The Saint Paul Condo Blog


NAR Statement:
What the Government Takeover of Fannie Mae and Freddie Mac Means to the Housing Industry
Washington, D.C. (September 8, 2008) - The federal government’s takeover of secondary mortgage giants Fannie Mae and Freddie Mac should cause a drop in mortgage rates in the short term that benefits
home buyers, but the long-term outlook is too early to call. NAR fully supports the action of the U.S. Treasury and the Federal Housing Finance Agency.

The federal government had no choice. The capital situation of the two companies was not enough to handle the fallout from
rising mortgage defaults in the near future. In addition, investors who purchase Fannie Mae and Freddie Mac debt have lost confidence
in the two.

In a statement, NAR commended the Treasury’s action, announced yesterday, to bring stability and continued liquidity to the mortgage market. “The plan will help restore confidence in the secondary mortgage market,” said NAR President Richard F. Gaylord. “We appreciate the steps taken to calm the market, make mortgages more widely available and protect taxpayers.  We look forward to working with the administration and Congress to ensure the continued vibrancy of the secondary mortgage
market.”

..........

Set exercise A: In the records, take the lines beginning with the line containing "find | chair backrest" and running through the final line of the records. Recast them as a JSON list of strings, one string per line, with any blank lines dropped.

[Rows from a pointing dataset]

..........

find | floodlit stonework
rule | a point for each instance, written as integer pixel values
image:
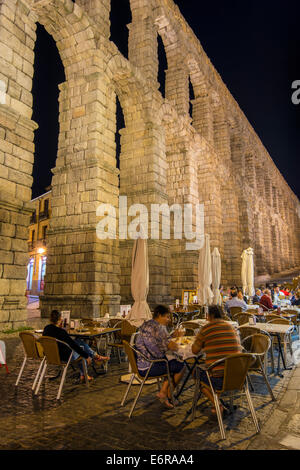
(214, 158)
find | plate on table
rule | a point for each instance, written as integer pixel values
(184, 340)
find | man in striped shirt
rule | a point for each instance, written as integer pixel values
(217, 339)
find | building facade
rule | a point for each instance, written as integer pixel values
(37, 244)
(213, 158)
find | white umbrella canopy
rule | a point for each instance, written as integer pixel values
(248, 271)
(205, 295)
(139, 284)
(216, 276)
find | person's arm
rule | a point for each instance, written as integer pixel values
(75, 346)
(198, 343)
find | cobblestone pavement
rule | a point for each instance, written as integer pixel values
(92, 418)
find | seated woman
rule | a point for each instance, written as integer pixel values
(217, 339)
(80, 347)
(296, 300)
(153, 341)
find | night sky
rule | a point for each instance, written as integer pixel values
(254, 45)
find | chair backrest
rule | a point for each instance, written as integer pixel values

..........

Set exercise B: Copy the blog post on the Fannie Mae and Freddie Mac takeover in full, word for word.

Reply A:
[
  "find | chair backrest",
  "rule | a point for each instance, written as integer pixel values"
]

Reply B:
The Saint Paul Condo Blog


NAR Statement:
What the Government Takeover of Fannie Mae and Freddie Mac Means to the Housing Industry
Washington, D.C. (September 8, 2008) - The federal government’s takeover of secondary mortgage giants Fannie Mae and Freddie Mac should cause a drop in mortgage rates in the short term that benefits
home buyers, but the long-term outlook is too early to call. NAR fully supports the action of the U.S. Treasury and the Federal Housing Finance Agency.

The federal government had no choice. The capital situation of the two companies was not enough to handle the fallout from
rising mortgage defaults in the near future. In addition, investors who purchase Fannie Mae and Freddie Mac debt have lost confidence
in the two.

In a statement, NAR commended the Treasury’s action, announced yesterday, to bring stability and continued liquidity to the mortgage market. “The plan will help restore confidence in the secondary mortgage market,” said NAR President Richard F. Gaylord. “We appreciate the steps taken to calm the market, make mortgages more widely available and protect taxpayers.  We look forward to working with the administration and Congress to ensure the continued vibrancy of the secondary mortgage
market.”